● **Task goal**
Your answer consists of the lines in the data that contain "climbing". Copy each of them.

━━━━

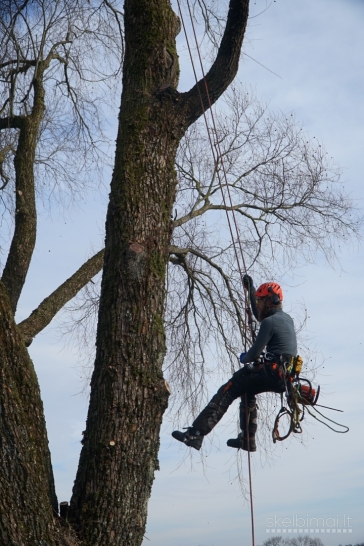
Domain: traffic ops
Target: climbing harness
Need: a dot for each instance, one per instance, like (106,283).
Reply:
(298,395)
(300,398)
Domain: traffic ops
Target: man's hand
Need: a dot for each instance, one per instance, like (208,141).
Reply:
(248,282)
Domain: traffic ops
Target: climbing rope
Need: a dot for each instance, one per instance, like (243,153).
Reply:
(296,415)
(236,239)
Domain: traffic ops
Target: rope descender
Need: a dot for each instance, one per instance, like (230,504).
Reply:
(300,398)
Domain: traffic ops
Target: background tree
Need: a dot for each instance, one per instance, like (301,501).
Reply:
(44,47)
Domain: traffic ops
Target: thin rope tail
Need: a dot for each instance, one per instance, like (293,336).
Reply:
(218,157)
(249,467)
(327,419)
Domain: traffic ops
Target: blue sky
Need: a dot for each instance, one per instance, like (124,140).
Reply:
(316,49)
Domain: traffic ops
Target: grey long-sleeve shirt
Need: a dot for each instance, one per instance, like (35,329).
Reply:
(276,335)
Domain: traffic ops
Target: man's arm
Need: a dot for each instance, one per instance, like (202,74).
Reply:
(264,335)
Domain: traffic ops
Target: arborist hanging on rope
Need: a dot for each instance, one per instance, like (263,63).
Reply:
(268,374)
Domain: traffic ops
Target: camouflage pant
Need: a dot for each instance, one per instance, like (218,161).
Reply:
(247,382)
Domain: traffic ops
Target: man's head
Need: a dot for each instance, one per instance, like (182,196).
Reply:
(268,296)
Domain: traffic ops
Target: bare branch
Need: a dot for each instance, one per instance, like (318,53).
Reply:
(225,67)
(45,312)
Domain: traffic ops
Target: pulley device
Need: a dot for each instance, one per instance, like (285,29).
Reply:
(300,396)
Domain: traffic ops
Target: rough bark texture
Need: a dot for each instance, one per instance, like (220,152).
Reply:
(128,393)
(23,242)
(26,479)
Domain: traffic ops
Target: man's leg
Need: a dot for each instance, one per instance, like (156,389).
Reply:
(213,412)
(248,424)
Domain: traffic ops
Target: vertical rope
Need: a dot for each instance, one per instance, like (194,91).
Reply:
(220,156)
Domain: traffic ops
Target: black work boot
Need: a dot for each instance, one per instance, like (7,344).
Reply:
(192,437)
(242,443)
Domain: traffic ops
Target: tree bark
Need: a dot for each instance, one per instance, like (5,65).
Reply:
(128,393)
(27,495)
(46,311)
(23,242)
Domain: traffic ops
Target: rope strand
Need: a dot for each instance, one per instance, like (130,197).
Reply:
(216,159)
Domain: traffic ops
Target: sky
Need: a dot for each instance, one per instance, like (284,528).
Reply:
(313,65)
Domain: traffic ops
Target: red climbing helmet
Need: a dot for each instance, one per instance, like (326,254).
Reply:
(269,289)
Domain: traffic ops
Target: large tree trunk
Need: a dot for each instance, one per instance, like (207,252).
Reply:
(27,493)
(128,393)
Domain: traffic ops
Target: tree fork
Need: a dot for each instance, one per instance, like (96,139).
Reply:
(27,494)
(128,393)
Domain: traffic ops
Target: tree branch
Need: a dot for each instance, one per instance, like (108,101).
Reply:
(225,67)
(11,122)
(42,316)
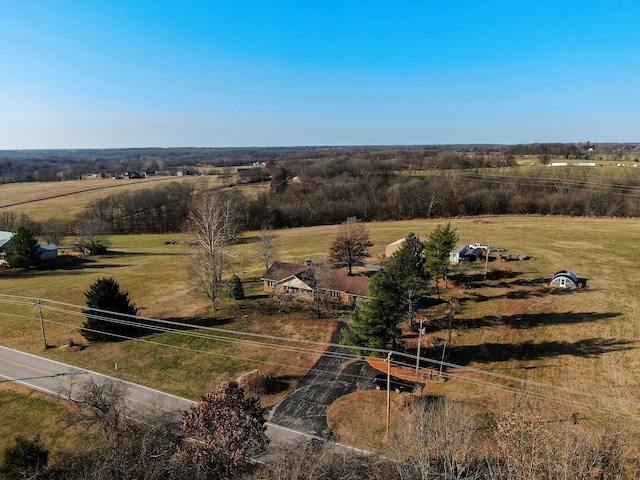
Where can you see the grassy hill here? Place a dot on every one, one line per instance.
(576, 349)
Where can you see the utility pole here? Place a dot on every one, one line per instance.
(448, 341)
(486, 262)
(450, 323)
(388, 360)
(419, 345)
(44, 338)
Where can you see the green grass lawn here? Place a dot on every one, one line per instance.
(511, 324)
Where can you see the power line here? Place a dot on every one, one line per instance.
(303, 347)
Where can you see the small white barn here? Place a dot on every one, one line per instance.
(456, 255)
(565, 279)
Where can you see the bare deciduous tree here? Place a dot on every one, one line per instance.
(267, 247)
(351, 245)
(212, 221)
(225, 426)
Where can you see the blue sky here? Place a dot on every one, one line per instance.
(107, 74)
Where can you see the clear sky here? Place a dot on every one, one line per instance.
(112, 73)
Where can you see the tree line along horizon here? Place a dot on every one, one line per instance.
(328, 191)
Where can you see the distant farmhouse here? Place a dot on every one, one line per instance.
(45, 252)
(305, 281)
(467, 253)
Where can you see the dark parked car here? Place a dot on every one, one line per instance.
(397, 384)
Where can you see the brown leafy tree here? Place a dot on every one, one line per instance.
(351, 245)
(225, 426)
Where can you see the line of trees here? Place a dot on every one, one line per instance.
(394, 290)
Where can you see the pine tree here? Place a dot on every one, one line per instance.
(22, 251)
(392, 291)
(236, 290)
(441, 241)
(106, 303)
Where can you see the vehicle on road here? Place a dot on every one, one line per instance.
(397, 384)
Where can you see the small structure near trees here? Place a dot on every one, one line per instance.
(566, 279)
(312, 282)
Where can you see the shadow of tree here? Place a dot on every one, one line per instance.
(528, 351)
(520, 294)
(532, 320)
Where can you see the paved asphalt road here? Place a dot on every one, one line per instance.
(305, 409)
(55, 378)
(299, 417)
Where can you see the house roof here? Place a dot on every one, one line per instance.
(278, 271)
(401, 240)
(331, 279)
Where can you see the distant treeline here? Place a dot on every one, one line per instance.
(306, 193)
(52, 165)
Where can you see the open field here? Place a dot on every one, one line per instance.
(551, 343)
(65, 200)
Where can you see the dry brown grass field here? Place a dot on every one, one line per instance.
(513, 337)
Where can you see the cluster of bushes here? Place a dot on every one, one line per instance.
(435, 439)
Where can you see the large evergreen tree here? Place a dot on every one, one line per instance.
(392, 291)
(105, 320)
(441, 241)
(22, 251)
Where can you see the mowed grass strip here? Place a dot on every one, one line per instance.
(27, 413)
(65, 200)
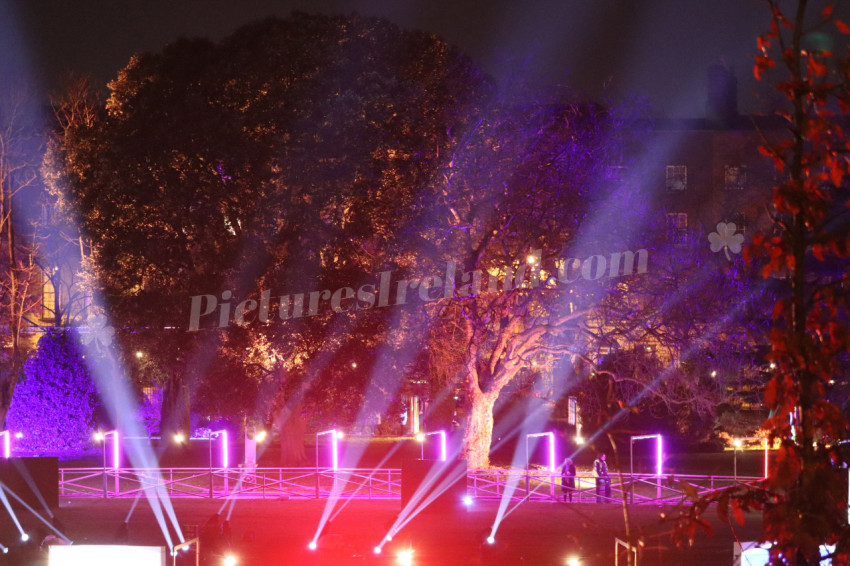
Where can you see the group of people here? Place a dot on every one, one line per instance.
(600, 473)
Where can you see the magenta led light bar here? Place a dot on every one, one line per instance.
(443, 450)
(552, 463)
(334, 446)
(659, 451)
(7, 443)
(116, 453)
(225, 456)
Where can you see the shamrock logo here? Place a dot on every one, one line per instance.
(99, 334)
(726, 239)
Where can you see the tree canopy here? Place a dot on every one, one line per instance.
(255, 206)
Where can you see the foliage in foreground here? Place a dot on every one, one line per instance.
(804, 498)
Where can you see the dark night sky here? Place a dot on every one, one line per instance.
(654, 48)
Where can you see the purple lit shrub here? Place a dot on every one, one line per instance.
(54, 403)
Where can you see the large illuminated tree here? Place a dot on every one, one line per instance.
(286, 157)
(20, 284)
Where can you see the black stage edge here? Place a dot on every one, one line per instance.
(28, 477)
(448, 477)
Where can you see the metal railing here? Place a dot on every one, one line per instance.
(380, 483)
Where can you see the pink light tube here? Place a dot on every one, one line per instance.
(225, 459)
(225, 456)
(766, 448)
(659, 450)
(443, 449)
(552, 464)
(116, 453)
(659, 457)
(7, 443)
(334, 447)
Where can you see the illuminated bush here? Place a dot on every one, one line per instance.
(54, 403)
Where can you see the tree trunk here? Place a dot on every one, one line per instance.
(478, 432)
(291, 428)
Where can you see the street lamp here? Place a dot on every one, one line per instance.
(421, 438)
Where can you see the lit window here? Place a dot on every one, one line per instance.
(741, 223)
(735, 177)
(677, 220)
(677, 177)
(48, 298)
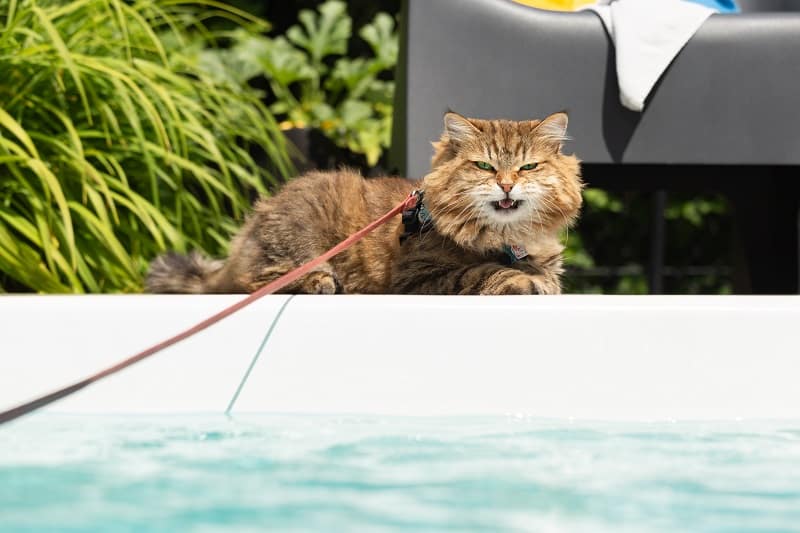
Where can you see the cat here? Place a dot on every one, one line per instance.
(488, 222)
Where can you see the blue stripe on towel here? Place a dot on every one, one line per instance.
(723, 6)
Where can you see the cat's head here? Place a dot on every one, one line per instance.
(502, 177)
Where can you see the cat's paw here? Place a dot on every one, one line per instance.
(524, 284)
(320, 283)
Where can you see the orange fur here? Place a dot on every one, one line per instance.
(460, 255)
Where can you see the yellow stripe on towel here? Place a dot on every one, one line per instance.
(557, 5)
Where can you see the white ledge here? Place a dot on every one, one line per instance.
(583, 357)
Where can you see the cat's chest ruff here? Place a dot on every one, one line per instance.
(418, 220)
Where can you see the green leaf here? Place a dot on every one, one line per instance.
(323, 33)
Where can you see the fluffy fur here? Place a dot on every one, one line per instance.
(460, 255)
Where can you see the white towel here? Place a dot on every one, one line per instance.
(647, 35)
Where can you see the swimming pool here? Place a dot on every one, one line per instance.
(327, 473)
(396, 413)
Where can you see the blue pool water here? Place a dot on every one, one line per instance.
(295, 473)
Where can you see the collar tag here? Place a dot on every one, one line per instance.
(515, 252)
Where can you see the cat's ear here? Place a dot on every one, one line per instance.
(459, 129)
(553, 129)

━━━━

● **Written response**
Target: climbing harness
Target: climbing rope
Target: red climbing helmet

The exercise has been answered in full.